The response must be made up of the lines in the entries below that contain "polo".

AVAILABLE DATA >>
----------
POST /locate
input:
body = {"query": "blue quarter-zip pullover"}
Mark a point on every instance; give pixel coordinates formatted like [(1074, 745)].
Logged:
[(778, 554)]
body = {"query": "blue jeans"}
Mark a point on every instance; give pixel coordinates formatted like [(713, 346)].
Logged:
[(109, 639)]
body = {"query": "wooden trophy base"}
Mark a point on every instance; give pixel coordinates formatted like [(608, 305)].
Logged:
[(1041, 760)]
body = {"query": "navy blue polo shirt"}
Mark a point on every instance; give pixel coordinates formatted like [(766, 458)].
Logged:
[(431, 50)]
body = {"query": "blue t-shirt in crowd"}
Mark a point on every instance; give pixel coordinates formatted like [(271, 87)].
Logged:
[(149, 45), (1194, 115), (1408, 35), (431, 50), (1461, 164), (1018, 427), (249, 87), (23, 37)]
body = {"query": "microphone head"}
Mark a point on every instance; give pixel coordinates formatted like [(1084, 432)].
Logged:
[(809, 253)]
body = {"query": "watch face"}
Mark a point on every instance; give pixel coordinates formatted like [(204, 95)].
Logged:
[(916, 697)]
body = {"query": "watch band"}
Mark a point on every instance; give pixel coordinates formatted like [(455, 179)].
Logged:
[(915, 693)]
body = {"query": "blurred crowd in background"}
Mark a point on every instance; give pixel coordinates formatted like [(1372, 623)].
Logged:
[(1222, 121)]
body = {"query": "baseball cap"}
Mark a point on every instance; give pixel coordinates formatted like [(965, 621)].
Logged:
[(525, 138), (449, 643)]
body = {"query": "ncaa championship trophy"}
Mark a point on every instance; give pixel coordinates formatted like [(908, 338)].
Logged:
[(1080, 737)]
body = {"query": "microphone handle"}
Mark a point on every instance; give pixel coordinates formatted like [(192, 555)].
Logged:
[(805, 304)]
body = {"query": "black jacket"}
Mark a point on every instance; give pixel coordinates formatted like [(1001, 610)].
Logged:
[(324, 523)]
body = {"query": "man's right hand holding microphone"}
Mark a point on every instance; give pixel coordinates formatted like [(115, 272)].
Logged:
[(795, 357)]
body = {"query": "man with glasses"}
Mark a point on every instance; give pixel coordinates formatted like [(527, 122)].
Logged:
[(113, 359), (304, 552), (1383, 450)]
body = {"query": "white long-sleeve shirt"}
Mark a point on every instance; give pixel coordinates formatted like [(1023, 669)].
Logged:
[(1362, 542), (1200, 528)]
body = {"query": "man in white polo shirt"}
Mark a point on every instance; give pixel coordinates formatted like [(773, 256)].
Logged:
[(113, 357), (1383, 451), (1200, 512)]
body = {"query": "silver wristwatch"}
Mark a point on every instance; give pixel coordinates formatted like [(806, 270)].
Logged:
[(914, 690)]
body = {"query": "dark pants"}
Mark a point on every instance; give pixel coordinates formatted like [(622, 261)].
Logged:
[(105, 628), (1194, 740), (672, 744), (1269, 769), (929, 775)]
----------
ANSWER TO THIS PROBLEM >>
body = {"query": "navy blue polo shirt"}
body = {"query": "man in white polo shirt"}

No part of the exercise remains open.